### [WHAT IS REQUIRED]
Using the post below on Mohamed Mbougar Sarr's novel, answer these questions:
(a) Under what title was the novel published in English?
(b) From what work does the novel take its title?
(c) In the quoted passage, how did Elimane respond when Charles reproached him for having pillaged literature?

### [DOCUMENT SEGMENT]
Monday, April 22, 2024

Mohamed Mbougar Sarr's La plus secrète mémoire des hommes - one of his objectives was to be original without being original


La plus secrète mémoire des hommes
(2021) by Senegalese novelist Mohamed Mbougar Sarr, published in English as The Most Secret History of Men (2023), is the first imitation of Roberto Bolaño I have seen outside of Latin American literature.  Many reviews note that Sarr’s novel is “Bolañoesque,” but I have not found one that notes that it directly imitates The Savage Detectives (1998).  La plus secrète mémoire des hommes, like The Savage Detectives, is about a writer’s search for the forgotten author of a single work (an entire novel this time, not a single poem), it shares Bolaño’s three-part structure, with a many-voiced middle section (it does shift more voices into the third part), and is thematically about the link between writing – publishing, really – and death.

Also, the title of the novel is from the French translation of The Savage Detectives.  Sarr uses a paragraph of Bolaño, with the title, as the epigraph of his novel.  He is not hiding anything:

Charles reproached Elimane for having pillaged literature; Elimane responded that literature was a game of pillaging.  He said that one of his objectives was to be original without being original, since that was one possible definition of literature and even of art, and that his other objective was to show that everything could be sacrificed in the name of an ideal of creation. (232, tr. mine)

### [DATA SHOWN]
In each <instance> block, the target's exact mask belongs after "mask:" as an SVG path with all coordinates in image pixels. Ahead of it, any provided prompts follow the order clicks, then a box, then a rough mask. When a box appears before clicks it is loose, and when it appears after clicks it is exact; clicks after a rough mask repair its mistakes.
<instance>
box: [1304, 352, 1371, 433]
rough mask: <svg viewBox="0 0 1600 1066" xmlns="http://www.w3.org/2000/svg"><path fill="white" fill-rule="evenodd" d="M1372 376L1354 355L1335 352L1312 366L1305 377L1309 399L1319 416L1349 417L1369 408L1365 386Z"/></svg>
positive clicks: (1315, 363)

### [RESULT]
(a) The Most Secret History of Men (2023).
(b) The French translation of The Savage Detectives.
(c) He responded that literature was a game of pillaging.